What you are asked to do: Rewrite the data from its first line through the line that contains "Query: outstretched arm", changing "instance" to "item" and leaving everything else as it is.

################

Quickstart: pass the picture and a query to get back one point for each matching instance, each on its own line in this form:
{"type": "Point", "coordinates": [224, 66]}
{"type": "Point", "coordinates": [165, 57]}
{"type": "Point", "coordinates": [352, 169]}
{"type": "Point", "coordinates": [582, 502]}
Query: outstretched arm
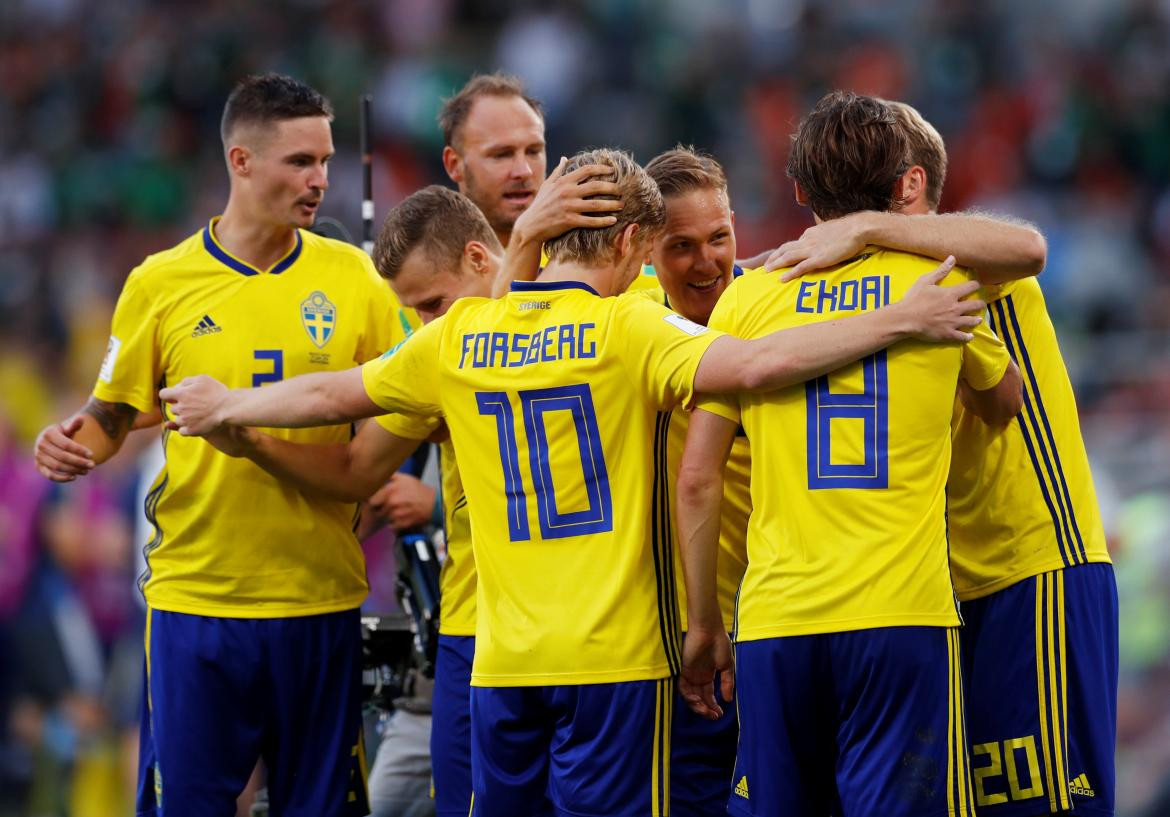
{"type": "Point", "coordinates": [580, 198]}
{"type": "Point", "coordinates": [201, 404]}
{"type": "Point", "coordinates": [348, 472]}
{"type": "Point", "coordinates": [707, 647]}
{"type": "Point", "coordinates": [928, 311]}
{"type": "Point", "coordinates": [66, 451]}
{"type": "Point", "coordinates": [998, 248]}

################

Written answer:
Quickstart: pass the picture and a query to get back one point for each matching item, each on its own line in this form:
{"type": "Point", "coordinates": [224, 66]}
{"type": "Point", "coordinates": [165, 57]}
{"type": "Point", "coordinates": [352, 169]}
{"type": "Point", "coordinates": [582, 502]}
Query: outstretched arm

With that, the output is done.